* PROBLEM REQUIREMENTS:
Rewrite every line of the entries below, replacing each instance of "SHOULD" with "MUST" and leaving all other text unchanged.

* AVAILABLE DATA:
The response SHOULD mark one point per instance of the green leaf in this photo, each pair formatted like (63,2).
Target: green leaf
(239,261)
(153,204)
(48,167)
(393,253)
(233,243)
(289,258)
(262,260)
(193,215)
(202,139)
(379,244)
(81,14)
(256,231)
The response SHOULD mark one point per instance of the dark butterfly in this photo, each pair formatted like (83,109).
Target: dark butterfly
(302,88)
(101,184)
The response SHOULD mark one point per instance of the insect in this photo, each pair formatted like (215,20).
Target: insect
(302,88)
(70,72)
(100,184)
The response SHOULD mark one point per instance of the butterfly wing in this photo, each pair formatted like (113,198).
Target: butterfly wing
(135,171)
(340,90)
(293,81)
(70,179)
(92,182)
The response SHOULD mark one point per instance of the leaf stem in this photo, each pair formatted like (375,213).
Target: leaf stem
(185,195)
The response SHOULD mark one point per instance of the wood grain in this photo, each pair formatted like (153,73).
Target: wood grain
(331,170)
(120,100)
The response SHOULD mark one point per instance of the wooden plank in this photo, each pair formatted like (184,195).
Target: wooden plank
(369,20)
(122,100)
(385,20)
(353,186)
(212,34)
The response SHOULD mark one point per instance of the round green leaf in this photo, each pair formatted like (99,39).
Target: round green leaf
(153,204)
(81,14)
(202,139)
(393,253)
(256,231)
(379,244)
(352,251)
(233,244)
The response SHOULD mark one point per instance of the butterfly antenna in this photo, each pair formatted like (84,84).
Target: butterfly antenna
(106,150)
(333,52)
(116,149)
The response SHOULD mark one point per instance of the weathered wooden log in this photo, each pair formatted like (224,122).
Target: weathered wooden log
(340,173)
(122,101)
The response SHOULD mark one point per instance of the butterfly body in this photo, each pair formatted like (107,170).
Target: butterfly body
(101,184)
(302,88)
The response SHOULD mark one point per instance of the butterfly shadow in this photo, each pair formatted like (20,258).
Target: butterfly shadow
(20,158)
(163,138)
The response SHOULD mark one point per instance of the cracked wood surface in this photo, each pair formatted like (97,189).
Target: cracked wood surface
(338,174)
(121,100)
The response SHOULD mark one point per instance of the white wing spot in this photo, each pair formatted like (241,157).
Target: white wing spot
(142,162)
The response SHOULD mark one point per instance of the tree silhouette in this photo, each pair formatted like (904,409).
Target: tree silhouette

* OUTPUT FOR THIS EXERCISE:
The response MUST mark one point per instance of the green leaf in this photo, each pair formatted like (63,2).
Target: green leaf
(239,261)
(153,204)
(48,167)
(393,253)
(233,243)
(289,258)
(262,260)
(193,215)
(202,139)
(379,244)
(81,14)
(256,231)
The response MUST mark one point per instance of the dark butterfly in this photo, each pair formatted like (83,109).
Target: dark butterfly
(302,88)
(101,184)
The response MUST mark one point per instance of the insect in this photo, each pair formatted like (215,20).
Target: insect
(302,88)
(70,72)
(100,184)
The response MUST mark one point per instance of the butterfly wing in this photo, each pair formatted like (113,198).
Target: butterfly wing
(135,171)
(340,90)
(293,81)
(70,179)
(92,182)
The response MUST mark one point per instance of the leaf stem in this photo, each pair formatted like (375,213).
Target: leaf stem
(185,195)
The response MUST mark one point per instance of the wood grain in this photo, each pair formatted like (153,73).
Target: wood grain
(331,170)
(120,100)
The response MUST mark one point per instance of the wooden plank in this photo, each pair formatted like (184,195).
Target: wooden plank
(369,20)
(122,100)
(385,20)
(353,186)
(212,34)
The response MUST mark one point per instance of the round green leaf in this photo, each pair formatted like (99,39).
Target: round green leaf
(153,204)
(81,14)
(202,139)
(393,253)
(256,231)
(379,244)
(352,251)
(233,244)
The response MUST mark one point per instance of the butterfly antenna in this photo, each pair formatted like (84,84).
Target: butterfly antenna
(106,150)
(333,52)
(116,149)
The response MUST mark one point per instance of the weathered wooden log in this photo, each pair formatted like (224,122).
Target: weathered wooden log
(340,173)
(122,101)
The response MUST mark one point per instance of the butterfly body in this photo, each pair formatted like (107,170).
Target: butterfly body
(101,184)
(302,88)
The response MUST mark one point per instance of the butterfly shadow in this photo, each pair formatted like (20,258).
Target: butterfly shadow
(20,158)
(163,138)
The response MUST mark one point per instance of the cracked wood surface in this photo, each pair formatted like (97,189).
Target: cracked wood surface
(338,174)
(121,100)
The response MUST mark one point per instance of the white wing spot in this photo, each pair formatted like (241,157).
Target: white wing spot
(142,162)
The response MUST mark one point per instance of the tree silhouette in this photo, each pair formatted like (904,409).
Target: tree silhouette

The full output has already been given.